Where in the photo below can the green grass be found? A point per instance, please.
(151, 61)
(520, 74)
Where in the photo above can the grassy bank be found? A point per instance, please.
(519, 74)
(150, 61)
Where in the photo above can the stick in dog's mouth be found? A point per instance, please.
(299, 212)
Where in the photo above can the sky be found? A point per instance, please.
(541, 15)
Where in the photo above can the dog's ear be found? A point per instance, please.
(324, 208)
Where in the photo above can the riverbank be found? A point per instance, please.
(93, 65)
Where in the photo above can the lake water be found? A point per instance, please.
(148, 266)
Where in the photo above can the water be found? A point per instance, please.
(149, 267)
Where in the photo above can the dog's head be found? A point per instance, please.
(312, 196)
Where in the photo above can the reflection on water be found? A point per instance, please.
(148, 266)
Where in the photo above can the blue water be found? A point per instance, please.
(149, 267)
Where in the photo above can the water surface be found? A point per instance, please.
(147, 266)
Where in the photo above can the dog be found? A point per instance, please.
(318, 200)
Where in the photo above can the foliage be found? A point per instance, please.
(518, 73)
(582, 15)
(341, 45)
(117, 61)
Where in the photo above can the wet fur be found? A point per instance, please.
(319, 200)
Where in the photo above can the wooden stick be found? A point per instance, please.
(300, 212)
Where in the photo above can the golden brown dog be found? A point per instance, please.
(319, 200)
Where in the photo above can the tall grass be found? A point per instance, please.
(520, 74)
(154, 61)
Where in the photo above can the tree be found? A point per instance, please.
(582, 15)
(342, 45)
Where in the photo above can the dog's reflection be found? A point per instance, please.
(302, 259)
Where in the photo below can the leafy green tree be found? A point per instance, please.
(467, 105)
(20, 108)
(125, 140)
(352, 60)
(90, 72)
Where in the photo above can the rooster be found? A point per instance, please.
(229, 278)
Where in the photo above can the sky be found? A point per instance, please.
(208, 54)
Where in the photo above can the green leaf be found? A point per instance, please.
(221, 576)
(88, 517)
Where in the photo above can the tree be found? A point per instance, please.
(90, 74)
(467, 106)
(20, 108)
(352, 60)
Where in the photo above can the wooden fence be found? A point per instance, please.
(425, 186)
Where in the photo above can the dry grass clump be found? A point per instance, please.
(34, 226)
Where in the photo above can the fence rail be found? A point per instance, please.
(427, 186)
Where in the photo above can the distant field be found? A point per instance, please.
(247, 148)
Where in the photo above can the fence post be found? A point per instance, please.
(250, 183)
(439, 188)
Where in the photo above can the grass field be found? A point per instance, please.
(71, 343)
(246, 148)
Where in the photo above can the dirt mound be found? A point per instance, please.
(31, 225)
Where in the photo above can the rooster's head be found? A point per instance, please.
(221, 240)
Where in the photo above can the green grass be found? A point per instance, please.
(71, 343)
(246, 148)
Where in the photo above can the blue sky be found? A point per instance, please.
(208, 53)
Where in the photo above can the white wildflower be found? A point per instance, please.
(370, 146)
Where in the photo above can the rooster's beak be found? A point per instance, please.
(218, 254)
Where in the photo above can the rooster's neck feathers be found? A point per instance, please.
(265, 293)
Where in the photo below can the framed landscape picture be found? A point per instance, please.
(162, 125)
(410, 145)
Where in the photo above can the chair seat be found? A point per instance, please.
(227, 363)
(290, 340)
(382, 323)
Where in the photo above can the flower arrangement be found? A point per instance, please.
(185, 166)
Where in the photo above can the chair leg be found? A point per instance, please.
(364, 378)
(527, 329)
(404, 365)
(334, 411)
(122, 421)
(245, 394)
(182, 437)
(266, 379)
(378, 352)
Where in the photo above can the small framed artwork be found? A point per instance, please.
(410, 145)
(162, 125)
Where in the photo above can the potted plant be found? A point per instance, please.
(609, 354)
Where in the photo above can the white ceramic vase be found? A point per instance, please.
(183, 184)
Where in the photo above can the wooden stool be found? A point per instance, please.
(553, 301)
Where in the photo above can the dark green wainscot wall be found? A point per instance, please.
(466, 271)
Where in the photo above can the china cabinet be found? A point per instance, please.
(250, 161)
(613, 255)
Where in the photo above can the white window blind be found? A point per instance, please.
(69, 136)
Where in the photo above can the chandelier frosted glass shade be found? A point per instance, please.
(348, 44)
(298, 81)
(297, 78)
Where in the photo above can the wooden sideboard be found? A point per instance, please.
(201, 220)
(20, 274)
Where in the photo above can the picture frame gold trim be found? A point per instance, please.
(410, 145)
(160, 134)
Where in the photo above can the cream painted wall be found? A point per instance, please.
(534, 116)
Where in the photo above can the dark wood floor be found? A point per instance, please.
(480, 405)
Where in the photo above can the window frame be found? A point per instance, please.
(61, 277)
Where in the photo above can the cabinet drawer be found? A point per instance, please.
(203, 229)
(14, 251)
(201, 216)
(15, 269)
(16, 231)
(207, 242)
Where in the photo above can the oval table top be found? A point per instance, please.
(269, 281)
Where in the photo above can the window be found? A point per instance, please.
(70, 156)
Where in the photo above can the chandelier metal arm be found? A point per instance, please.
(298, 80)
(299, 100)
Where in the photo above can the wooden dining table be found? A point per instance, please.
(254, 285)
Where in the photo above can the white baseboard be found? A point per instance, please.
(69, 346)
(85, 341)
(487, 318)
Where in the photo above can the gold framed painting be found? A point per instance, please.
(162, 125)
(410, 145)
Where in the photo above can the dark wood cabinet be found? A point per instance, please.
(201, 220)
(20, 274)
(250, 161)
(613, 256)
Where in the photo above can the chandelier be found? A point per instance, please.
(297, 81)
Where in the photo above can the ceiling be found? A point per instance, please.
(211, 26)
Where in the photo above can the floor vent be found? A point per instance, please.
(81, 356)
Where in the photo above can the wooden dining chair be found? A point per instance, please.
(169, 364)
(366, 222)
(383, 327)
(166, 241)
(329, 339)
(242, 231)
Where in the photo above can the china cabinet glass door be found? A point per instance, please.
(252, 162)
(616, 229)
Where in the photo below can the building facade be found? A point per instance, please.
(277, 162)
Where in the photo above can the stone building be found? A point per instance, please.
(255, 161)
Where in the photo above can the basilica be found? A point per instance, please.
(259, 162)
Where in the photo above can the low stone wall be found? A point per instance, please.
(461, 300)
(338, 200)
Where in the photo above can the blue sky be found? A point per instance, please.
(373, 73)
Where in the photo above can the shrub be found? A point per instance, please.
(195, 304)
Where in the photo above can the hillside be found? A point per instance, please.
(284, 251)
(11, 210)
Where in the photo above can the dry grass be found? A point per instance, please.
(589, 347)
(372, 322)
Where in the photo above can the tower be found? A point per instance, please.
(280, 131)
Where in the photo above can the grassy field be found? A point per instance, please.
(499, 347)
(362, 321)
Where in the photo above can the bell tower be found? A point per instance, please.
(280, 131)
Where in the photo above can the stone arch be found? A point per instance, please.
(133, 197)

====

Task prompt:
Copy out each line of the material and keep every word unchanged.

Result:
Where in the photo below can the green grass be found? A point per instance, please.
(151, 61)
(520, 74)
Where in the photo above can the grassy bank be found? A point per instance, please.
(519, 74)
(150, 61)
Where in the photo above can the stick in dog's mouth be found? A point per instance, please.
(299, 212)
Where in the photo above can the sky be found? A point per instance, please.
(541, 15)
Where in the photo above can the dog's ear be found? A point per instance, please.
(324, 208)
Where in the photo above can the riverbank be found? A point per instance, please.
(93, 65)
Where in the photo above can the lake water be found? A point per instance, please.
(148, 266)
Where in the photo above can the water be found? A point per instance, please.
(149, 267)
Where in the photo above can the dog's head be found? A point per instance, please.
(312, 196)
Where in the photo above can the reflection on water be found? A point per instance, please.
(148, 266)
Where in the photo above can the blue water be found? A point per instance, please.
(149, 267)
Where in the photo above can the water surface be found? A point per instance, please.
(147, 266)
Where in the photo above can the dog be found? A point per instance, please.
(318, 200)
Where in the photo above can the foliage be found? A point per instance, please.
(518, 73)
(582, 15)
(341, 45)
(117, 61)
Where in the photo above can the wet fur be found? A point per instance, please.
(319, 200)
Where in the photo above can the wooden stick be found? A point per instance, please.
(300, 212)
Where in the photo above can the golden brown dog be found? A point per instance, please.
(319, 200)
Where in the photo above can the tall grass be found? A point per instance, please.
(520, 74)
(154, 61)
Where in the photo above can the tree be found? A point per instance, please.
(582, 15)
(342, 45)
Where in the photo above can the dog's reflection be found? A point per instance, please.
(302, 259)
Where in the photo below can the leafy green tree be found? A point per instance, please.
(467, 105)
(20, 108)
(125, 140)
(352, 60)
(90, 72)
Where in the photo above can the rooster be found? A point per instance, please.
(229, 278)
Where in the photo above can the sky be found? A point per instance, please.
(208, 54)
Where in the photo above can the green leaf be found? A point per instance, please.
(221, 576)
(88, 517)
Where in the photo above can the tree be found? A point per instance, please.
(90, 74)
(467, 106)
(20, 108)
(352, 60)
Where in the photo above can the wooden fence be found? A point per instance, please.
(425, 186)
Where in the photo above can the dry grass clump be found? A point per instance, please.
(34, 226)
Where in the photo above can the fence rail be found? A point per instance, please.
(427, 186)
Where in the photo above can the distant field be found? A point per instance, please.
(247, 148)
Where in the photo above can the fence post be found? A point per instance, please.
(250, 183)
(439, 188)
Where in the photo above can the grass field be found? A point per instance, please.
(71, 343)
(246, 148)
Where in the photo above can the dirt mound be found? A point per instance, please.
(31, 225)
Where in the photo above can the rooster's head be found? A point per instance, please.
(221, 240)
Where in the photo above can the green grass be found? A point per instance, please.
(71, 343)
(246, 148)
Where in the photo above can the blue sky be found? A point per instance, please.
(208, 53)
Where in the photo above can the white wildflower be found? A point per instance, please.
(370, 146)
Where in the photo above can the rooster's beak be found? A point per instance, please.
(218, 254)
Where in the photo above can the rooster's neck feathers be found? A point per instance, please.
(265, 293)
Where in the photo below can the framed landscape picture be found? A point per instance, please.
(162, 125)
(410, 145)
Where in the photo above can the chair seat be found? A point per instance, please.
(227, 363)
(290, 340)
(382, 323)
Where in the photo above can the flower arrangement be found? A point per instance, please.
(185, 166)
Where in the photo above can the chair leg be found? A point per instance, please.
(364, 378)
(527, 329)
(404, 365)
(334, 411)
(122, 421)
(245, 394)
(182, 437)
(266, 379)
(378, 352)
Where in the photo above can the small framed artwork be found? A point per instance, please.
(410, 145)
(162, 125)
Where in the photo above can the potted plant be found? A point per instance, please.
(609, 354)
Where in the photo above can the white ceramic vase be found? A point per instance, please.
(183, 184)
Where in the photo above can the wooden stool be found? A point per instance, please.
(553, 301)
Where in the photo above can the dark green wainscot wall be found? A point per instance, please.
(466, 271)
Where in the photo above can the china cabinet be found? A point per instance, please.
(250, 161)
(613, 255)
Where in the photo above can the white window blind be found? A point per instance, please.
(69, 136)
Where in the photo above can the chandelier frosted glass shade be found? A point per instance, please.
(348, 44)
(298, 81)
(297, 78)
Where in the photo above can the wooden sideboard be found? A point per instance, please.
(201, 220)
(20, 274)
Where in the photo above can the picture frame gold trim be found? A point per instance, please.
(410, 145)
(160, 134)
Where in the photo above can the cream painted wall be found? A point per instance, please.
(534, 116)
Where in the photo above can the dark wood floor be found? A point per instance, please.
(480, 405)
Where in the photo above can the window frame be found? A point per instance, please.
(61, 277)
Where in the photo above can the cabinet drawer be found? A point per instance, please.
(203, 229)
(14, 251)
(201, 216)
(15, 269)
(16, 231)
(207, 242)
Where in the photo above can the oval table top be found? A point per instance, please.
(269, 281)
Where in the photo above can the window be found? A point per instance, please.
(70, 156)
Where in the photo above can the chandelier metal arm be found? A point per instance, please.
(298, 80)
(299, 100)
Where in the photo above can the wooden dining table be found? A point per instance, please.
(254, 285)
Where in the photo above can the white baseboard be found? A point per instance, please.
(69, 346)
(85, 341)
(487, 318)
Where in the photo above can the gold framed painting be found? A point per instance, please.
(162, 125)
(410, 145)
Where in the photo above can the dark wood cabinet be found? A point per instance, please.
(201, 220)
(20, 274)
(250, 161)
(613, 256)
Where in the photo above can the chandelier be found? A point per instance, please.
(297, 81)
Where in the photo above can the ceiling be found? A point per instance, please.
(211, 26)
Where in the photo above can the floor vent be found? A point per instance, please.
(81, 356)
Where in the photo above can the wooden dining chair be found? A point per instance, please.
(169, 364)
(366, 222)
(383, 327)
(166, 241)
(329, 339)
(242, 231)
Where in the photo above can the china cabinet glass door be found? A point per instance, please.
(252, 162)
(616, 229)
Where in the photo below can the building facade be found? A point per instance, please.
(277, 162)
Where in the photo above can the stone building be found? A point per instance, please.
(255, 161)
Where in the photo above can the basilica be found? A point per instance, please.
(259, 162)
Where in the photo above can the low stone wall be found? A point per instance, please.
(461, 300)
(338, 200)
Where in the photo above can the blue sky be found? A point per instance, please.
(373, 73)
Where in the photo above can the shrub be found? A point per instance, please.
(195, 304)
Where in the photo above can the hillside be found? A point per instance, please.
(284, 251)
(11, 210)
Where in the photo above can the dry grass be found? A point per instance, please.
(589, 347)
(372, 322)
Where in the photo above can the tower be found? A point per instance, please.
(280, 131)
Where in the photo above can the grassy field be found? A point per instance, please.
(499, 347)
(362, 321)
Where in the photo above can the bell tower be found? A point per instance, please.
(280, 131)
Where in the photo above can the stone arch be found? A point per instance, please.
(133, 197)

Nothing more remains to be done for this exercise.